Requirement 1:
In the passage about the tomb in the Valley of the Kings, which university led the team that found it?

Passage to read:
○ ○ ○ ○ ○

Archaeologists have discovered an intact, ancient Egyptian tomb in the
Valley of the Kings, the first since King Tutankhamun's was found in 1922.
A University of Memphis-led team found the previously unknown tomb
complete with sarcophagi and five mummies. The archaeologists were working
last year on the neighbouring tomb of Amenmeses, a late 19th dynasty
pharaoh, when they found the remains of ancient workmen's huts. The
scientists then discovered a depression in the bedrock that they suspected
was a shaft. When they returned to work during this excavation season,
they opened the shaft and found the door to the chamber. But Egypt's chief archaeologist Zahi Hawass says they
"might be royals or nobles" moved from "original graves to protect
them from grave robbers".
"We don't really know what kind of people are inside but I do
believe they look royal. Maybe they are kings or queens or nobles,"
he said. The newly-found tomb is thought to date from the 18th
Pharaonic Dynasty, the first dynasty of the New Kingdom which ruled
between 1539 BC and 1292 BC and made its capital in Thebes, now
Luxor. It is the 63rd tomb to be discovered since the valley was first
mapped in the 18th century, and was unexpectedly found only five
metres away from King Tutankhamun's. The team of archaeologists had
not been looking for it. "The excavation team was focused on the
tomb of a 19th Dynasty pharaoh, King Amenmesses," said Patricia
Podzorski, curator of Egyptian Art at the University of Memphis.
"They were working in front of the tomb looking for foundation
deposits possibly related to that tomb, and clearing away some
workmen's huts from the 19th Dynasty that were both to the left and
right side of the tomb," she explained. "Underneath these workmen's
huts, they found a shaft." Four metres below the ground was a single chamber
containing sarcophagi with coloured funerary masks and more than 20
large storage jars bearing Pharaonic seals. The sarcophagi were
buried rapidly in the small tomb for an unknown reason. One of the
coffins has toppled and faces the door, showing its white, painted
face. Another was partially open, showing a brown cloth covering the
mummy inside. At the bottom of a 10m
deep pit, a narrow shaft leads down to the door, made of blocks of
stone. A hole about a foot wide has been cleared from the door.

○ ○ ○ ○ ○

Position annotation listing:

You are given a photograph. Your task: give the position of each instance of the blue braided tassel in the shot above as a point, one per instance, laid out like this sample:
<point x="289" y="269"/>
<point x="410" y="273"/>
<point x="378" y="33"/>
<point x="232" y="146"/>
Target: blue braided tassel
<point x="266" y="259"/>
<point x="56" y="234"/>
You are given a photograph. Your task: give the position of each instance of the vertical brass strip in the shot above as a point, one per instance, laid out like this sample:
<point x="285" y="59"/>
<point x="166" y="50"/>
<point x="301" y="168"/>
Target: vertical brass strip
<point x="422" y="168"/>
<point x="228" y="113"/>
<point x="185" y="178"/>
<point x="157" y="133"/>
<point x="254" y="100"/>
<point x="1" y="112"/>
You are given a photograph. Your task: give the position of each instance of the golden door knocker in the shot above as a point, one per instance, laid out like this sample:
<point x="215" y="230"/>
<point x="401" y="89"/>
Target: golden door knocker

○ ○ ○ ○ ○

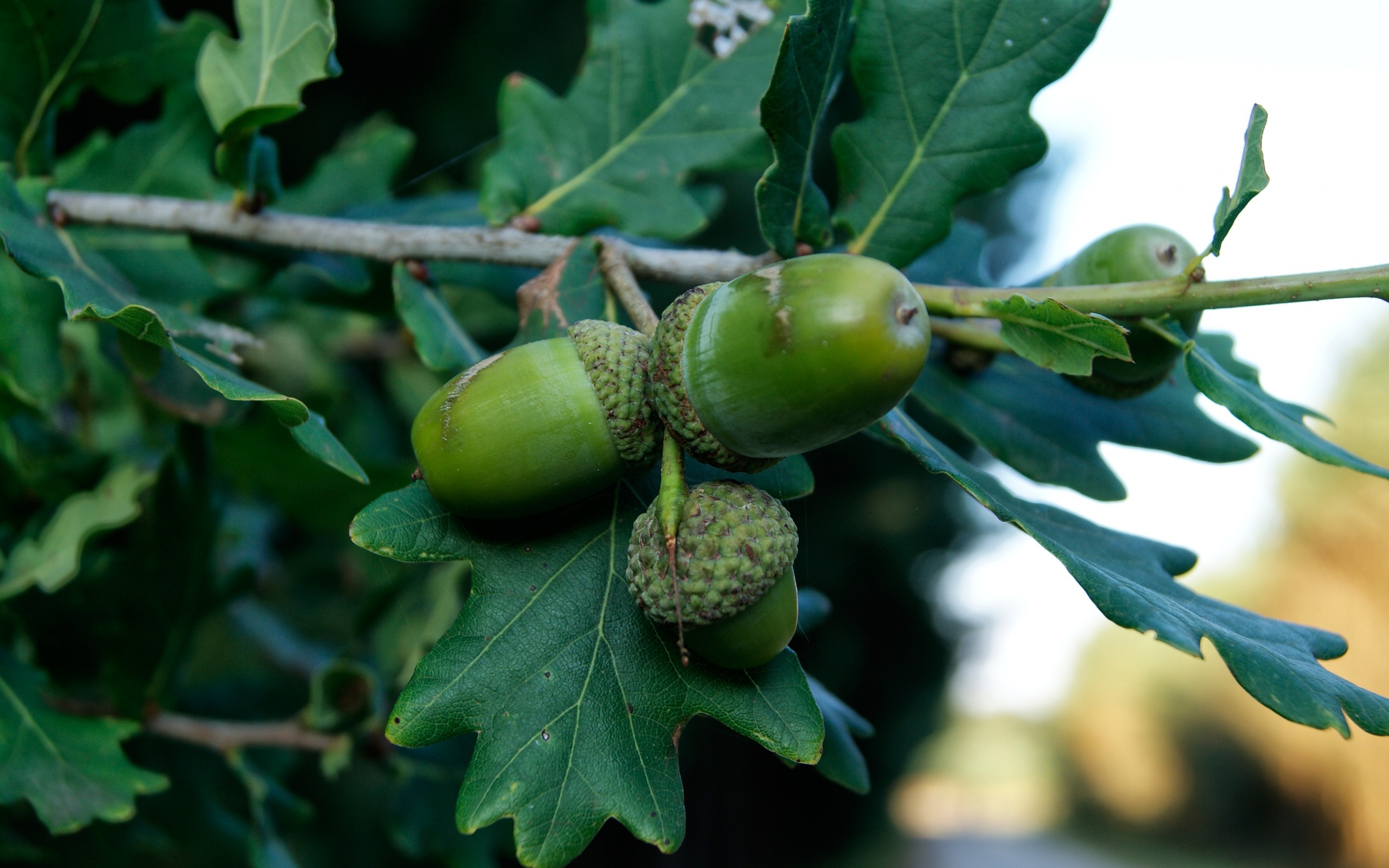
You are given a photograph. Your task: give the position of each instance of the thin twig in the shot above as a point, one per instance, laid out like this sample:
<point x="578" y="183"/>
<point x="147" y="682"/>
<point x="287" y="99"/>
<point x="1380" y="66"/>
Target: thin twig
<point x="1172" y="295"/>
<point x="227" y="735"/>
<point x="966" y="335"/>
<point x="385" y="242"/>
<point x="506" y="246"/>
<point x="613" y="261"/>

○ ○ ○ ○ ○

Requirement 2:
In the listing, replace "golden" with "silver" in the lines from the line with "of the golden" up to and including the line with "Target: golden door knocker". Give back only those lines, with everything else unchanged.

Task solution 1:
The University of Memphis.

Task solution 2:
You are given a photograph. Your task: give the position of each instance of the silver door knocker in the shot above as a point, one per instance, laid out like this sample:
<point x="215" y="230"/>
<point x="401" y="89"/>
Target: silver door knocker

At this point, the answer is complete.